■ Given exercise A
Condense the paragraph of the hydrogen storage text that begins "The current prototype H₂ tanks" into a short bulleted list that keeps its main facts.

■ Source
Novel carbon materials can store and sieve hydrogen

The current prototype H₂ tanks are high-pressure (700bar) bottles and liquid hydrogen cryodevices. Both solutions are awkward for routine mobile applications, prompting an ongoing search for alternative storage materials.^1,2 The most likely possibilities are materials in which the H₂ is either chemisorbed or physisorbed. In chemisorption, H₂ is chemically bound in a host material, such as a metal hydride. In physisorption the gas is bound to the host through weak van der Waals forces. Chemisorption is often hampered by slow loading and/or unloading due to activation barriers for the chemical reactions involved. Devices based on H₂ physisorption have thus far demonstrated insufficient mechanical stability and persistence as well low volumetric storage capacities, although the latter is debated.^2,3

We aim to better understand the guest-host interaction of carbon nanostructures with H₂ and other gases, as such nanostructures are among the most promising physisorption-based, lightweight H₂ storage materials. Our work predicts maximum theoretically possible storage capacities as well as suggests new materials that may be useful as H₂ storage media.

■ Excerpted data
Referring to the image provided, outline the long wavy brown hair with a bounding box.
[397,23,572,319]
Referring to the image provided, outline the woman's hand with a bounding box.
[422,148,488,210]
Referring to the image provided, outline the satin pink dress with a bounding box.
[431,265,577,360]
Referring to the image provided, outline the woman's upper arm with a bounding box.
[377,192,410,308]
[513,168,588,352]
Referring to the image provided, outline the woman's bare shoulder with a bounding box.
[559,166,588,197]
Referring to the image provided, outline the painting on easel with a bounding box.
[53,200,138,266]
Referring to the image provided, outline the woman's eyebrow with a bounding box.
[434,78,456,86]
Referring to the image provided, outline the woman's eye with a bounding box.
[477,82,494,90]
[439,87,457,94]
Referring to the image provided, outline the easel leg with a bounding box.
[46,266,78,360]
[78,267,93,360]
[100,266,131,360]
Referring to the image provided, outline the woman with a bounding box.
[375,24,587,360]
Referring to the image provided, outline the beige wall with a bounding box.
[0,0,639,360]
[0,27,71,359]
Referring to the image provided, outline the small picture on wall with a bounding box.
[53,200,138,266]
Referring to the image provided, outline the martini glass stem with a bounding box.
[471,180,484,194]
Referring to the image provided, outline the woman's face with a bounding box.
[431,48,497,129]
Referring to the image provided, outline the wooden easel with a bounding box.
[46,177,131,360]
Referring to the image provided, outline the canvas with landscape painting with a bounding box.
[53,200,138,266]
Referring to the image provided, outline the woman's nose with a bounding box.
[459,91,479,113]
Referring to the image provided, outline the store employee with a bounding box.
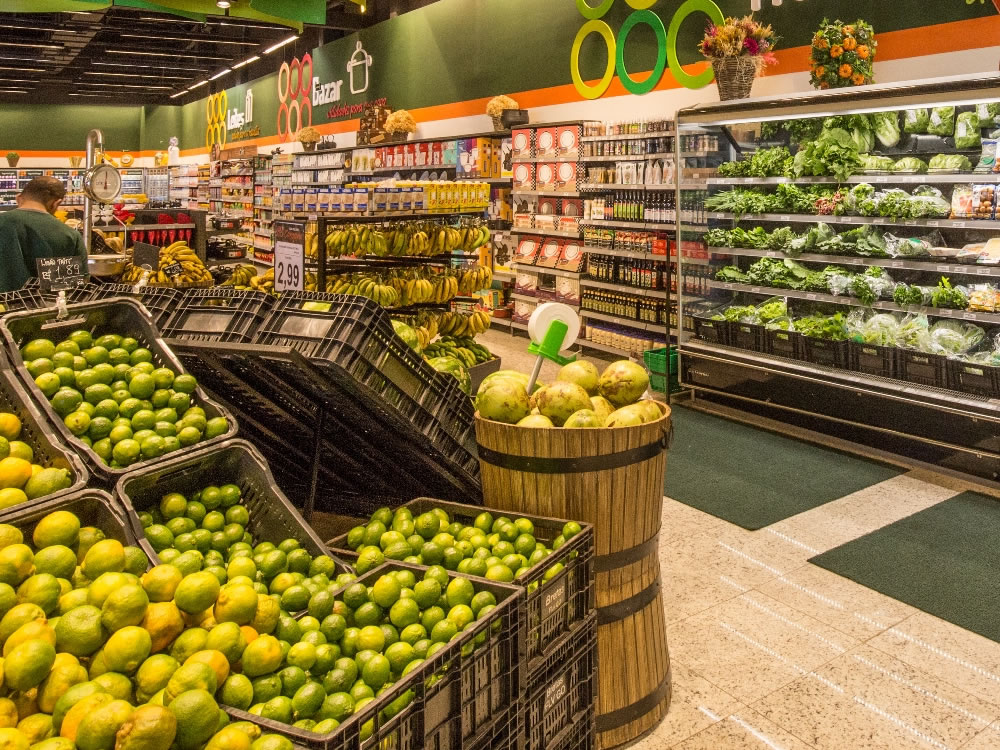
[0,177,87,292]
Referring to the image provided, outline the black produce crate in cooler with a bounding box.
[115,440,351,573]
[802,336,847,370]
[161,286,274,344]
[0,352,90,518]
[0,297,236,488]
[899,349,948,388]
[85,284,183,328]
[224,561,524,750]
[327,497,596,680]
[521,614,592,750]
[254,292,475,447]
[848,341,899,378]
[947,359,1000,398]
[764,328,806,359]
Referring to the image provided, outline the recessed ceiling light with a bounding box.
[264,36,299,55]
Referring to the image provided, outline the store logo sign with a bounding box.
[570,0,725,99]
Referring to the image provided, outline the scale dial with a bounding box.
[83,164,122,203]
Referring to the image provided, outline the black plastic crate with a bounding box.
[521,614,592,750]
[161,286,274,344]
[947,359,1000,398]
[848,341,899,378]
[327,497,596,680]
[0,297,237,489]
[899,349,948,388]
[694,315,732,346]
[0,352,90,519]
[224,561,524,750]
[115,440,351,573]
[730,322,764,352]
[802,336,848,370]
[85,284,183,328]
[764,328,806,359]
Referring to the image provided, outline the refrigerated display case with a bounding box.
[677,75,1000,479]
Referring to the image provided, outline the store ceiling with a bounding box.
[0,0,418,106]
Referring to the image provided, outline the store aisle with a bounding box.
[478,331,1000,750]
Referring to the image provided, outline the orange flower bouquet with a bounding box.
[809,18,878,89]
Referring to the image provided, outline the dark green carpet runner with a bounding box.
[809,492,1000,642]
[664,406,900,530]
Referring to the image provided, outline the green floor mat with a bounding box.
[664,406,900,530]
[809,492,1000,642]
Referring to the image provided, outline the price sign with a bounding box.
[271,221,306,292]
[35,255,89,292]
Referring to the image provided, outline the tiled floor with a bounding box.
[487,331,1000,750]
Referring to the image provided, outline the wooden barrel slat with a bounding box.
[476,404,670,749]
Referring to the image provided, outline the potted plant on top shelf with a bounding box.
[699,16,778,100]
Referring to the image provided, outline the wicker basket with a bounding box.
[712,55,761,101]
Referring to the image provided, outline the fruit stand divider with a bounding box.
[0,297,237,489]
[0,350,90,518]
[171,340,480,520]
[225,560,524,750]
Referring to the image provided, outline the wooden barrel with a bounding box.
[476,404,671,748]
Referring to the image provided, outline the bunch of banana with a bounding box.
[417,334,493,367]
[458,265,493,297]
[121,240,212,284]
[438,310,493,336]
[219,264,257,289]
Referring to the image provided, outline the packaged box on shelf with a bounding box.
[556,240,584,274]
[556,162,577,193]
[535,239,562,268]
[559,198,583,217]
[514,237,540,266]
[513,164,535,190]
[510,128,535,159]
[556,125,580,157]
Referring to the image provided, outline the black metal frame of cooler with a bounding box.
[327,497,596,681]
[0,297,237,488]
[115,440,352,573]
[0,350,90,517]
[173,340,482,518]
[223,561,524,750]
[160,286,274,344]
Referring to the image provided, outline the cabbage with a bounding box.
[928,156,979,172]
[903,108,931,133]
[865,112,901,150]
[955,112,982,148]
[927,107,955,135]
[892,156,927,174]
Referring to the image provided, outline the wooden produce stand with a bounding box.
[476,402,671,748]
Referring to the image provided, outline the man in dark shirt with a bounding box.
[0,177,87,292]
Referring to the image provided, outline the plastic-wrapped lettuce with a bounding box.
[927,107,955,136]
[903,108,931,133]
[927,156,979,172]
[892,156,927,174]
[955,112,982,148]
[871,112,902,148]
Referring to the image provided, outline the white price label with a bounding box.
[273,221,306,292]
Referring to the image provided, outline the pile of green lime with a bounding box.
[21,330,229,469]
[0,510,316,750]
[139,484,344,612]
[347,507,581,583]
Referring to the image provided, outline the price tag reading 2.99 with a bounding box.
[273,221,306,292]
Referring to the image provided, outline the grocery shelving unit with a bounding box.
[676,76,1000,479]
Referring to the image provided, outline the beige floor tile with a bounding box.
[674,708,809,750]
[758,564,919,641]
[667,591,857,704]
[753,645,1000,750]
[870,612,1000,708]
[629,660,746,750]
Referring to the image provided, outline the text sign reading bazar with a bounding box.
[271,221,306,292]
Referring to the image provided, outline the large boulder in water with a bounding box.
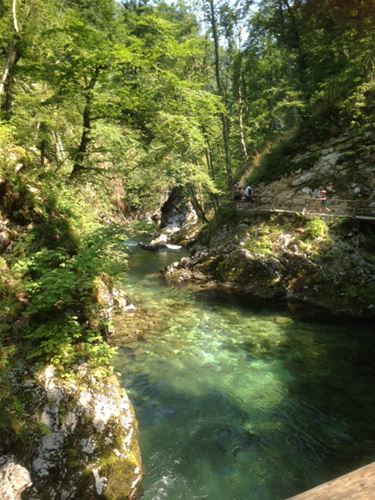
[0,455,32,500]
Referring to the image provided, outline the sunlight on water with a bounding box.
[115,245,375,500]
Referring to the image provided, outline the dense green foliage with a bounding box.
[0,0,375,442]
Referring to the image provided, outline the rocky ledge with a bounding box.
[164,214,375,317]
[0,365,142,500]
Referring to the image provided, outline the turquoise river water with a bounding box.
[115,240,375,500]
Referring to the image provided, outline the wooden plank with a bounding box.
[289,462,375,500]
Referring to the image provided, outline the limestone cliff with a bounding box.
[166,130,375,316]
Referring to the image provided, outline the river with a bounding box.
[115,240,375,500]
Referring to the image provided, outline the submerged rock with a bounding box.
[23,365,142,500]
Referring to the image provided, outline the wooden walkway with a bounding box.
[289,462,375,500]
[236,196,375,220]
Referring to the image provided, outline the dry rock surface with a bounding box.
[4,364,142,500]
[0,455,32,500]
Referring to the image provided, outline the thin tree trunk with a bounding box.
[190,187,208,222]
[238,43,249,161]
[283,0,307,94]
[208,0,232,191]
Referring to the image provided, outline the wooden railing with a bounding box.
[236,196,375,219]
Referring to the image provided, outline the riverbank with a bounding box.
[165,212,375,318]
[0,172,143,500]
[113,240,374,500]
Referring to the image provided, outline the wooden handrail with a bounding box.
[236,195,375,217]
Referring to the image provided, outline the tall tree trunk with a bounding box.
[237,45,249,161]
[283,0,307,95]
[70,67,100,179]
[0,0,21,120]
[208,0,232,191]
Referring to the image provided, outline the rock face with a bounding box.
[256,130,375,209]
[142,188,198,250]
[22,365,142,500]
[165,215,375,317]
[0,455,32,500]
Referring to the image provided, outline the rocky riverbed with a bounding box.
[164,214,375,317]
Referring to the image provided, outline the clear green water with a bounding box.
[115,245,375,500]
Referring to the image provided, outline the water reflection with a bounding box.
[116,244,375,500]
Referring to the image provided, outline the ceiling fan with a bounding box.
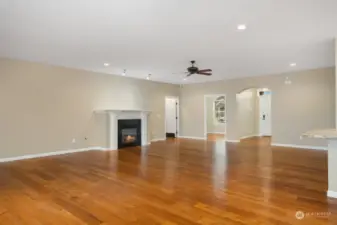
[186,60,212,77]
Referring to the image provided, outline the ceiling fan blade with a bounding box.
[199,69,212,73]
[172,72,188,75]
[198,71,212,76]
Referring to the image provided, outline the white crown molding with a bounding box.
[271,143,328,151]
[327,191,337,198]
[0,147,108,162]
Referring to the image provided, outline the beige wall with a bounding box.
[236,88,258,138]
[206,95,226,133]
[181,68,335,146]
[0,59,179,158]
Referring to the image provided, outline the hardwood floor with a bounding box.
[0,139,337,225]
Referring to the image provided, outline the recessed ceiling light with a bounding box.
[237,24,247,30]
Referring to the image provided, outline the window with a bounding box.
[213,96,226,123]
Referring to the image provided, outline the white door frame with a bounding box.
[257,88,273,137]
[204,94,227,139]
[164,96,180,136]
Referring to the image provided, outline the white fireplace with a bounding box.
[95,109,150,150]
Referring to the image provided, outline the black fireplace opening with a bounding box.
[118,119,142,148]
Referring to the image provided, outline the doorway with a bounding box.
[236,88,272,139]
[258,89,271,136]
[165,96,179,138]
[204,94,227,140]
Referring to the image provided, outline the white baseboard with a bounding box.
[271,143,328,151]
[178,136,206,140]
[226,140,240,143]
[0,147,107,162]
[327,191,337,198]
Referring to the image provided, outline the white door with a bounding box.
[165,97,179,136]
[259,91,271,136]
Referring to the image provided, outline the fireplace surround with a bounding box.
[94,109,150,150]
[118,119,142,149]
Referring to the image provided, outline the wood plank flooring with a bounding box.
[0,138,337,225]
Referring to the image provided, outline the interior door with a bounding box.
[259,91,271,136]
[165,98,178,137]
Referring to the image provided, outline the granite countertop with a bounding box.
[301,129,337,139]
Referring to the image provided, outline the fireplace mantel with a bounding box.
[94,109,151,150]
[94,109,151,114]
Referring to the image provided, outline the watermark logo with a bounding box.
[295,211,305,220]
[295,211,331,220]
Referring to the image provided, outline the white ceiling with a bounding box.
[0,0,337,83]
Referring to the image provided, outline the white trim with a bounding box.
[0,147,107,162]
[179,136,206,140]
[271,143,328,151]
[226,140,240,143]
[204,94,227,139]
[240,134,260,140]
[151,138,166,142]
[327,191,337,198]
[164,96,180,136]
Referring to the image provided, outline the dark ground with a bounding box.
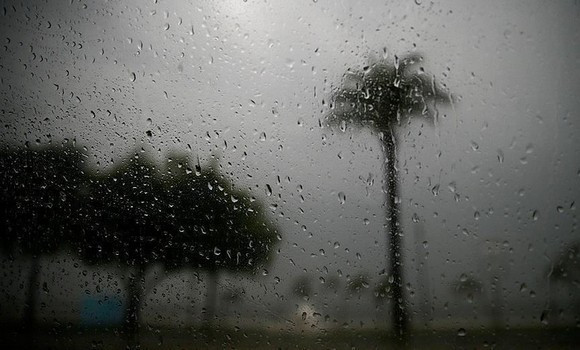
[0,325,580,350]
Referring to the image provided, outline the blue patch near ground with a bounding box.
[81,295,124,326]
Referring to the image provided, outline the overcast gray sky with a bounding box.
[0,0,580,326]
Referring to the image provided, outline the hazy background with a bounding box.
[0,0,580,334]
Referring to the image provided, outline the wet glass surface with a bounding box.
[0,0,580,349]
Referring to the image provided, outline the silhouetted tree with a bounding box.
[163,153,277,325]
[292,274,312,300]
[326,53,449,339]
[0,143,84,329]
[543,242,580,320]
[75,152,165,346]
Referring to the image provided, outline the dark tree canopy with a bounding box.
[326,53,451,132]
[0,144,85,256]
[79,152,276,272]
[163,155,277,272]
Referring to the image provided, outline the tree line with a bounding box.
[0,143,278,348]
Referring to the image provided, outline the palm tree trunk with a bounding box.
[383,130,408,340]
[205,271,218,328]
[23,256,40,332]
[125,265,145,349]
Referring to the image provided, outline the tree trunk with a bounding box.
[204,271,219,328]
[125,265,145,349]
[383,130,408,340]
[22,256,40,331]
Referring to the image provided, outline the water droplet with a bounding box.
[431,185,439,197]
[497,149,504,163]
[338,192,346,204]
[471,141,479,151]
[540,310,549,326]
[411,213,419,223]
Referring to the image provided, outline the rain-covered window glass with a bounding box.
[0,0,580,349]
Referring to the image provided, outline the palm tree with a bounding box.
[325,53,450,339]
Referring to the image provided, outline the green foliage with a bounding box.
[79,149,276,272]
[326,53,451,132]
[0,144,85,256]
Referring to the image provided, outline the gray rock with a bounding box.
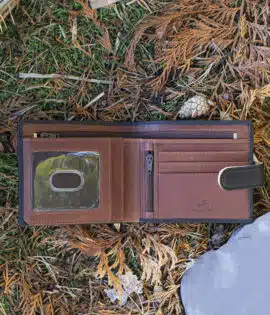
[181,213,270,315]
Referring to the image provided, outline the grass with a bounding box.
[0,0,270,315]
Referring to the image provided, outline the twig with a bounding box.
[68,92,105,121]
[18,72,112,84]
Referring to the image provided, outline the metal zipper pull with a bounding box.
[145,151,154,212]
[33,132,60,139]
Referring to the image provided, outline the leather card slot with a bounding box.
[159,151,249,162]
[156,173,249,219]
[158,161,248,173]
[158,141,250,152]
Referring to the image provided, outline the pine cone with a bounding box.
[178,95,210,118]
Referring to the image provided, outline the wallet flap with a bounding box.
[218,163,264,190]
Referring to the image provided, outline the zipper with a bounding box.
[33,131,238,139]
[145,151,154,212]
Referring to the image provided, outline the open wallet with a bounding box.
[18,121,264,225]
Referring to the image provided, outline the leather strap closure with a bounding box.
[218,163,264,190]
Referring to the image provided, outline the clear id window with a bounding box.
[33,151,100,211]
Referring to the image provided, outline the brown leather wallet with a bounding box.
[18,121,263,225]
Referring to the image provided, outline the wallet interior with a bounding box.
[19,121,252,225]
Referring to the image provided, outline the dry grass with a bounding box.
[0,0,270,315]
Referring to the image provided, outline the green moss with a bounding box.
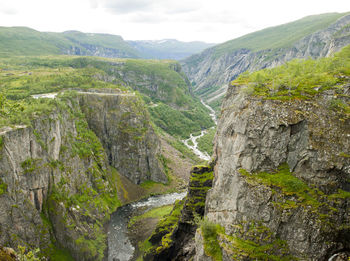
[128,205,173,227]
[21,158,41,174]
[232,47,350,109]
[200,218,222,261]
[240,164,350,227]
[339,152,350,158]
[0,136,4,151]
[50,247,75,261]
[144,200,184,255]
[197,128,216,155]
[211,221,297,261]
[0,178,7,196]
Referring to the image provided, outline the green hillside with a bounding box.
[0,56,214,138]
[214,13,348,56]
[231,46,350,116]
[63,31,140,57]
[0,27,139,58]
[0,27,69,57]
[128,39,214,60]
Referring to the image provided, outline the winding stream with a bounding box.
[108,192,187,261]
[182,100,218,161]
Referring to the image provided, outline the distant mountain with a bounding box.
[128,39,214,60]
[182,10,350,109]
[0,27,139,58]
[0,27,213,60]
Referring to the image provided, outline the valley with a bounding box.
[0,10,350,261]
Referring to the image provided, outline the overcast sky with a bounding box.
[0,0,350,43]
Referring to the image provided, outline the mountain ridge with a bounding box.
[181,10,350,109]
[0,26,213,60]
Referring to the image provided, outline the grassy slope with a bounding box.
[184,13,349,67]
[0,56,213,137]
[231,46,350,109]
[0,27,138,57]
[214,13,348,56]
[63,31,139,57]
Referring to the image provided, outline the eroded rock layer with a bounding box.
[195,85,350,260]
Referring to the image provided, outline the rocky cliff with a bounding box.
[78,90,167,184]
[182,14,350,106]
[195,78,350,256]
[0,91,166,260]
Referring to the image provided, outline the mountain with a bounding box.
[143,45,350,261]
[182,13,350,109]
[0,27,213,60]
[0,27,139,58]
[127,39,214,60]
[0,53,214,261]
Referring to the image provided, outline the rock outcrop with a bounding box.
[78,90,167,184]
[182,15,350,102]
[0,89,166,260]
[195,85,350,260]
[143,166,213,261]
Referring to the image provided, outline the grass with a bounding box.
[214,13,348,56]
[50,247,75,261]
[0,178,7,196]
[0,27,139,57]
[231,46,350,114]
[197,128,216,155]
[140,200,184,256]
[0,56,214,137]
[128,205,173,227]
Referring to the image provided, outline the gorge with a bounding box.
[0,10,350,261]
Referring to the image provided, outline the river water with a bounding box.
[182,100,218,161]
[108,192,186,261]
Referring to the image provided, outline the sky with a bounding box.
[0,0,350,43]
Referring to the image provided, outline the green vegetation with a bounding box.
[16,246,40,261]
[213,13,348,56]
[199,218,296,261]
[0,56,213,137]
[208,95,225,111]
[0,178,7,196]
[199,218,222,261]
[232,46,350,110]
[128,205,173,227]
[149,103,213,138]
[217,221,298,261]
[0,27,139,57]
[140,200,184,256]
[186,165,214,211]
[240,164,350,222]
[197,128,216,155]
[50,247,75,261]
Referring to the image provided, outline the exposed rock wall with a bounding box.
[0,89,165,260]
[79,90,167,184]
[182,15,350,102]
[195,86,350,260]
[143,166,213,261]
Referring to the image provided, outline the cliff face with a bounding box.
[195,85,350,260]
[79,92,167,184]
[0,89,166,260]
[182,15,350,102]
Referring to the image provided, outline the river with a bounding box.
[108,192,187,261]
[182,100,218,161]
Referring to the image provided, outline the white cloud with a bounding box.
[0,0,350,42]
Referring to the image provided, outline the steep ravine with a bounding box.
[194,84,350,261]
[182,100,217,161]
[0,90,166,260]
[182,14,350,102]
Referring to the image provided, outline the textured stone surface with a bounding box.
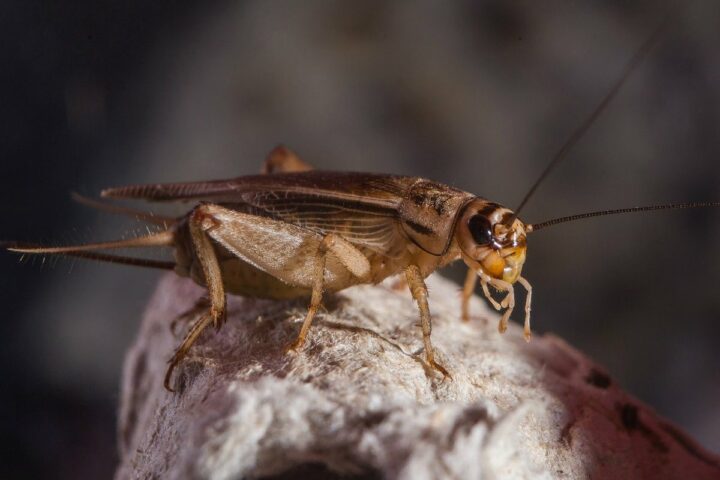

■ Given exercise B
Turn the stretch of entries from the line containing "Referring to the image provided, outline the overcast gray" through the line containing "[75,152,165,346]" into a numbered list, omitting any blank lines.

■ Final result A
- Current prototype H₂ tanks are high-pressure (700 bar) bottles and liquid hydrogen cryodevices.
- Both are awkward for routine mobile applications, which drives an ongoing search for alternative storage materials.
- The most likely alternatives hold H₂ by chemisorption or physisorption.
- Chemisorption: H₂ is chemically bound in a host material such as a metal hydride. Activation barriers often slow loading and/or unloading.
- Physisorption: the gas is bound to the host by weak van der Waals forces. Devices so far have shown insufficient mechanical stability and persistence and low volumetric storage capacities, though the capacity point is debated.

■ Final result B
1. Referring to the image provided, outline the overcast gray sky with a bounding box.
2. [0,0,580,326]
3. Referring to the image provided, outline the hazy background with a bounding box.
4. [0,0,580,334]
5. Referring to the image provided, outline the wet glass surface with a bounding box.
6. [0,0,580,349]
7. Referring to the image provided, outline the silhouetted tree with a bounding box.
8. [163,153,277,325]
9. [292,274,312,300]
10. [326,53,449,339]
11. [0,143,84,329]
12. [543,242,580,320]
13. [75,152,165,346]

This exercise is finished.